Material for the task:
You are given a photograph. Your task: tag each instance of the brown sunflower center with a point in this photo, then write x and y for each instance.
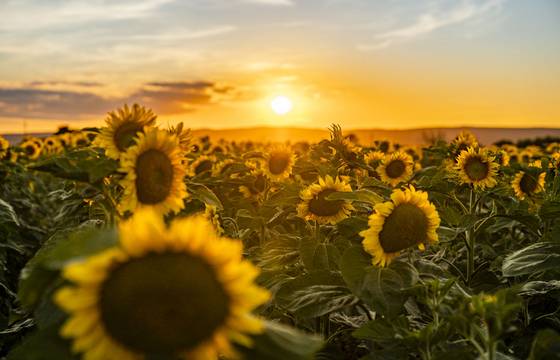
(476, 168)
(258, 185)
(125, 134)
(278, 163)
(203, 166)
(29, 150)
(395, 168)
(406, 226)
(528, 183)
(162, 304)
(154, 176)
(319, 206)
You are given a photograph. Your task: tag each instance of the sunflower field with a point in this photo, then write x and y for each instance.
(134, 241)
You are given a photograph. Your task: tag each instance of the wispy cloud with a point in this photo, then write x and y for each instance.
...
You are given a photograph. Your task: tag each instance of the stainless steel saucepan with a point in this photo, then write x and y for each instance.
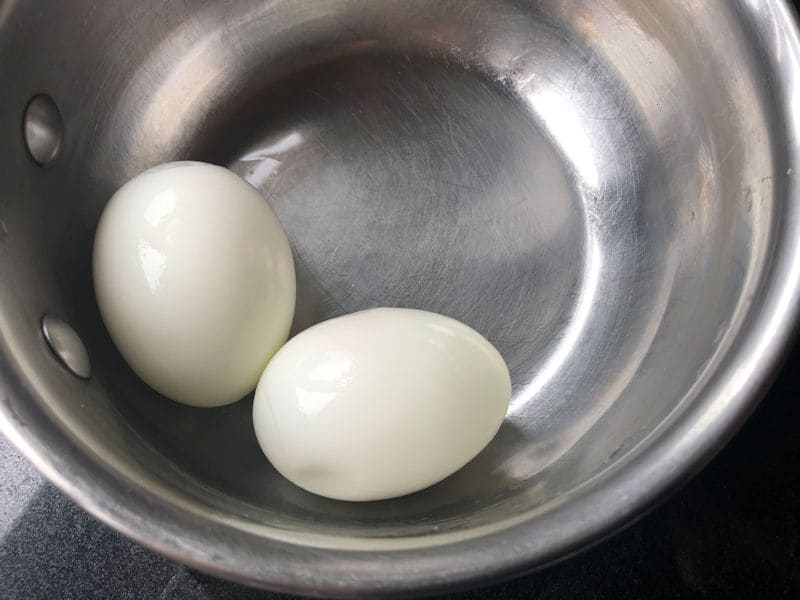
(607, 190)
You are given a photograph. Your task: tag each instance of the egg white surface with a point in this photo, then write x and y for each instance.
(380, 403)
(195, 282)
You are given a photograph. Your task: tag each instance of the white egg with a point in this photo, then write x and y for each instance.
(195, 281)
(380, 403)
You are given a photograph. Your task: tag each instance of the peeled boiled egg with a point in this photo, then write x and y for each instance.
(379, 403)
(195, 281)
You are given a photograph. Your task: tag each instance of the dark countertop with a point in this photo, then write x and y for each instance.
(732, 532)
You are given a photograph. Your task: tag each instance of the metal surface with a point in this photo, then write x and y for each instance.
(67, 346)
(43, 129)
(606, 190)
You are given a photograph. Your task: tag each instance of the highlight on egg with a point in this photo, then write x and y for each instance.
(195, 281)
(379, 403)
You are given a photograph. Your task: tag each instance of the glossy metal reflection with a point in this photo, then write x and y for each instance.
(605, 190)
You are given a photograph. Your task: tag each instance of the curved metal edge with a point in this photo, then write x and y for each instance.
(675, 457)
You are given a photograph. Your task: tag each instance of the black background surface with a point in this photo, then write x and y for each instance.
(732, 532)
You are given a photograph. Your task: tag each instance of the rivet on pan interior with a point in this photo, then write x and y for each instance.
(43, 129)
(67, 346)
...
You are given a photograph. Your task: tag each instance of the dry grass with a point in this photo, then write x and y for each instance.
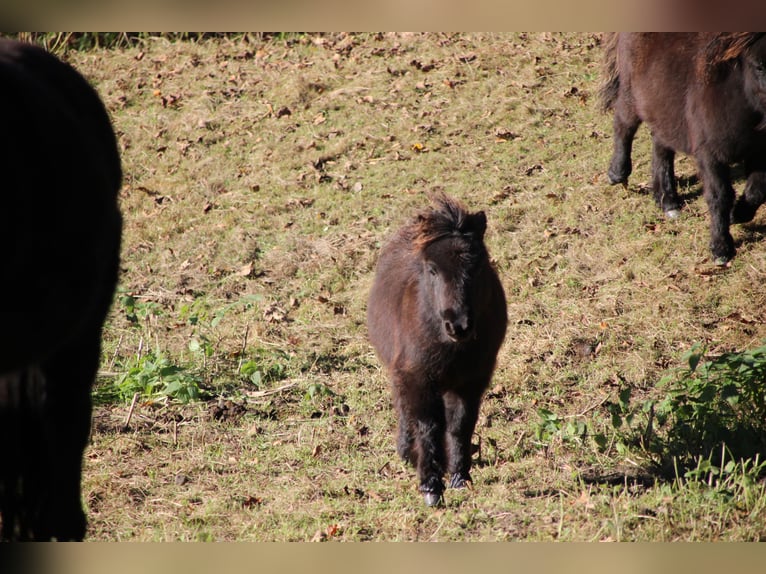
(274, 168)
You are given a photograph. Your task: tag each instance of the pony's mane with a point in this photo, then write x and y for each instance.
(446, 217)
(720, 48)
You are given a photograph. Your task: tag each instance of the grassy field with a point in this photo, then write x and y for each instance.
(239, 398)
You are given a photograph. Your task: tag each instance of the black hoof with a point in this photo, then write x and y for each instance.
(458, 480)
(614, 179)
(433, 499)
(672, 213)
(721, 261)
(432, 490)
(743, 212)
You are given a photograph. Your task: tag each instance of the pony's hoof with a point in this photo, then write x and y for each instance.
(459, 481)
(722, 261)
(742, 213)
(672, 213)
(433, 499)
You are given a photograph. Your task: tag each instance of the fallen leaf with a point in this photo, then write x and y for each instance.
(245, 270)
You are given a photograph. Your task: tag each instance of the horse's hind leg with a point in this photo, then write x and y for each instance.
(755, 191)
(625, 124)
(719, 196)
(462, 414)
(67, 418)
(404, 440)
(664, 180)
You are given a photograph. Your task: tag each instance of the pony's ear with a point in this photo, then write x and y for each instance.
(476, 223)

Stated task:
List each line of the data above that contains the string "white". Case counts.

Right answer:
You are given a photograph. Your task: tag each instance of the egg white surface with a point in this photo, then write x and y for each instance.
You are given a photograph. Your task: tag each instance of the white egg with a point in this photo, then write x and y for each instance.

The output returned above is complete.